___ Entries

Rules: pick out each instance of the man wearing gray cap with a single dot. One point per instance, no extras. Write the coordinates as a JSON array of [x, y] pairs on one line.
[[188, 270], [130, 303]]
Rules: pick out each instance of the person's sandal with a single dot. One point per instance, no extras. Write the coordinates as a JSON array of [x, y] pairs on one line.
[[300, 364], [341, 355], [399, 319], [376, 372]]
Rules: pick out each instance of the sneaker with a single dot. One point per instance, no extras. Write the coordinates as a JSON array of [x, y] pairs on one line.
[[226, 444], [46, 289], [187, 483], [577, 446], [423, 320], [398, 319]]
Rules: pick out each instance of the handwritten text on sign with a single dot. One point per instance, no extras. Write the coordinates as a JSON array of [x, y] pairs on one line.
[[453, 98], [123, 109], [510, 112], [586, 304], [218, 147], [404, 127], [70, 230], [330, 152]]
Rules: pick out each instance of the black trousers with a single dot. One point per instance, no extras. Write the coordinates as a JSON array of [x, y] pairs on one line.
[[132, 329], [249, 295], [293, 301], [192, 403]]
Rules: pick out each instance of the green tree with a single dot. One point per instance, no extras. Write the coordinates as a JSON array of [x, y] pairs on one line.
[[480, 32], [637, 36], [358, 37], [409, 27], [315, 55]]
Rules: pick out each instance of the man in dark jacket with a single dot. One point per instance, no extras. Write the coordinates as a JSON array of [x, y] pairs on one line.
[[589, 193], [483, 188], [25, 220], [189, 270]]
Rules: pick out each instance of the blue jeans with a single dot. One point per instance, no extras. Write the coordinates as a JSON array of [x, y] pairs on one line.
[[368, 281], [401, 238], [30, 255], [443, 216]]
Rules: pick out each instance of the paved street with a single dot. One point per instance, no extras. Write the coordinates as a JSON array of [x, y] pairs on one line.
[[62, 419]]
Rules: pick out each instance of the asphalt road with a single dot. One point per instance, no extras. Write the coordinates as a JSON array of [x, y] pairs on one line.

______

Add 73 to each coordinate in the answers of the data between the lines holding "Rules: pick out each instance of the black" and "[[132, 329], [249, 295], [293, 301], [192, 403]]", inclusive. Then write out only those lines again in full, including the request.

Rules: pick out each instance of the black trousers with a single dot. One point per instance, no extras. Write the coordinates as a JSON array of [x, y] pairs on one line.
[[205, 402], [322, 368], [366, 374], [265, 476]]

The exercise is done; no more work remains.